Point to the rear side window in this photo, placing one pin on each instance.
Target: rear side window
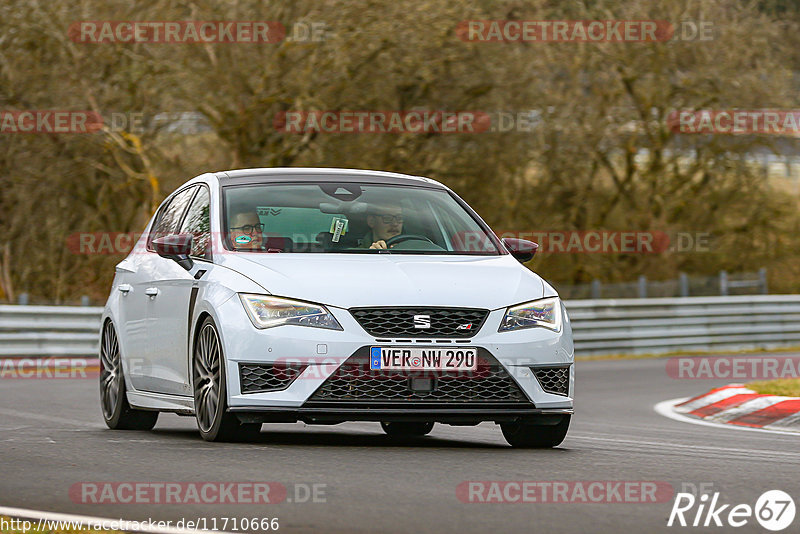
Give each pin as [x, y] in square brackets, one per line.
[198, 223]
[169, 217]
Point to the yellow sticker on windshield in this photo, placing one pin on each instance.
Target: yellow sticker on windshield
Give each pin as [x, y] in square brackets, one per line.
[338, 228]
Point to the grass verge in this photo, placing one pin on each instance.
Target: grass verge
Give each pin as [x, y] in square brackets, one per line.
[785, 387]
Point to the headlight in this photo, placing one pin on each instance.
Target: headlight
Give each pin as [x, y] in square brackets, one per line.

§ Task details
Write all the records above out again word for word, but leave out the pictures.

§ Result for this task
Point to the rear side window in this photo, placing one pin on each instance.
Target: rear side window
Give each pin as [x, y] in square brackets, one per line.
[198, 223]
[169, 217]
Point to the yellow sticker on windshield in this photo, placing one pin on each instance.
Target: yellow sticker on windshield
Give each pin as [x, y] in square brackets, one per line.
[338, 228]
Point to the grass verge in this photo, placing one pin on each instance.
Target: grass verge
Give each pin as [x, y] in square brackets, one per line.
[785, 387]
Point to the headlight in this photo, placing one pin on each instance.
Target: headlight
Give each pin as [x, y] in square brackets, one per line.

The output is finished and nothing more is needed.